## Directions
Would you write out all the records again, exactly?

===== Given data =====

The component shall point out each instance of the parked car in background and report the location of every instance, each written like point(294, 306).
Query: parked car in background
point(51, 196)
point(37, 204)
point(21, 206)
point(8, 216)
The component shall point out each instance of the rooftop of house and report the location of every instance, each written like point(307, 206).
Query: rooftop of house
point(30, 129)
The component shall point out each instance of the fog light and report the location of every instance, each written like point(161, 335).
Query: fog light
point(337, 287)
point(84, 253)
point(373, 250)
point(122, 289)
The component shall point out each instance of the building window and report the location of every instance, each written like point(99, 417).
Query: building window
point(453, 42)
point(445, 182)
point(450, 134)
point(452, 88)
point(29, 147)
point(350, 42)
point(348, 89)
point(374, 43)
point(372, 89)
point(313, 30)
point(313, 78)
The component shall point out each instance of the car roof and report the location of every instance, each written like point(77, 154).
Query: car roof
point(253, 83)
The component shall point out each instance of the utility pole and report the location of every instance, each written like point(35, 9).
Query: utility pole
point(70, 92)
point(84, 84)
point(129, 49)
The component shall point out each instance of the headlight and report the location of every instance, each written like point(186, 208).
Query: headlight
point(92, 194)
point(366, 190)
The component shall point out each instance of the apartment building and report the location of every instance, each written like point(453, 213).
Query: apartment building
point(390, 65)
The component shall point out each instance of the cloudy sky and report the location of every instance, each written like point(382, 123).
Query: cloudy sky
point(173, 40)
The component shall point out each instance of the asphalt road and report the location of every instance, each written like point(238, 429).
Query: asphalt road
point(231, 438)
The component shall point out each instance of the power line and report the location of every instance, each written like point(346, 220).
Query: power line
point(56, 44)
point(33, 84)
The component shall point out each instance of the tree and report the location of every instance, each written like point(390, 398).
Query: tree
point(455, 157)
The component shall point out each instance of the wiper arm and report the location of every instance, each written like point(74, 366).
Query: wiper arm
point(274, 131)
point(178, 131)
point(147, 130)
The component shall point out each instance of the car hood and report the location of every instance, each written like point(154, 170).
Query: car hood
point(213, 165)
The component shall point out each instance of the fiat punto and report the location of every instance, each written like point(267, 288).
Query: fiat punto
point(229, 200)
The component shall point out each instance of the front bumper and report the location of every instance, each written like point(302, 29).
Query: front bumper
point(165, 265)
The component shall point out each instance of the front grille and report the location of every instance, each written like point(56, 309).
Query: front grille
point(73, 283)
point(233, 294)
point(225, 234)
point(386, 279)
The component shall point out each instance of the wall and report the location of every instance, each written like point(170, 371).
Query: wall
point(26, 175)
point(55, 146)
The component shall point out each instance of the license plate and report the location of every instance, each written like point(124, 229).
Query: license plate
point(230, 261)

=====

## Solution to the exercise
The component shall point out each instance of the parked car in background and report the location of every instance, each written like point(294, 306).
Query: parked car in background
point(51, 196)
point(37, 204)
point(21, 206)
point(8, 216)
The component shall point out each instance of the rooftop of house and report the location of every instance, each written like point(307, 206).
Query: rooftop of house
point(30, 129)
The component shall point out each instance of the fog light and report the location of every instance, each written like point(161, 335).
Query: fog light
point(337, 287)
point(84, 253)
point(373, 250)
point(122, 289)
The component shall point out each instance of the building window and report the location of every instance, each written like point(99, 417).
Query: building window
point(453, 42)
point(445, 182)
point(450, 134)
point(452, 88)
point(29, 147)
point(350, 42)
point(348, 89)
point(374, 43)
point(372, 89)
point(313, 30)
point(313, 78)
The component shall point out each instance of the car roof and report the location of every instance, each written like point(77, 154).
Query: car roof
point(253, 83)
The component shall point out each instance of the utility pole and report the location of every instance, each written like point(35, 9).
Query: utility pole
point(70, 92)
point(84, 84)
point(129, 49)
The component shall point out each instance of the headlight and report the location of every instance, each written like point(186, 208).
Query: headlight
point(92, 194)
point(366, 190)
The component shall point out each instance of the apartment building and report the location of every instance, each written like point(453, 213).
Query: apartment building
point(390, 65)
The component shall point out each instance of the cloudy sky and report the location of every instance, each written like point(382, 123).
Query: cloudy sky
point(173, 40)
The component shall point out each instance of the asphalt road and report the location of every instance, each written like point(238, 429).
Query: asphalt road
point(231, 438)
The component shall point out each instance of the power line and report the location of every instance, each written like point(346, 220).
Query: power line
point(56, 44)
point(33, 84)
The component shall point out each instance of the tree and report the location of every instance, each written like point(390, 398).
Query: tree
point(455, 157)
The component shall point out each instance of the wiper arm and report the location of every instance, each written like point(74, 366).
Query: wiper arm
point(274, 131)
point(178, 131)
point(147, 130)
The component shall point out each instance of the car hood and report the location of every instance, each written like point(154, 170).
Query: car hood
point(213, 165)
The component shall point out each instance of the fiat punto and report the location of every instance, each written like point(267, 288).
Query: fiat punto
point(229, 200)
The component shall point out each instance of the front bumper and report the location of every instance, each written like point(302, 29).
Query: front bumper
point(165, 265)
The component shall point out each instance of the front grille and report the location of every instance, each written like point(56, 309).
Query: front grille
point(73, 283)
point(233, 294)
point(225, 234)
point(386, 279)
The component shall point out each instance of the wall and report the location of every instance, each written like point(170, 371).
Query: wall
point(26, 175)
point(55, 146)
The component shall point out each instance of the license plate and report the location of every instance, each written like point(124, 229).
Query: license plate
point(230, 261)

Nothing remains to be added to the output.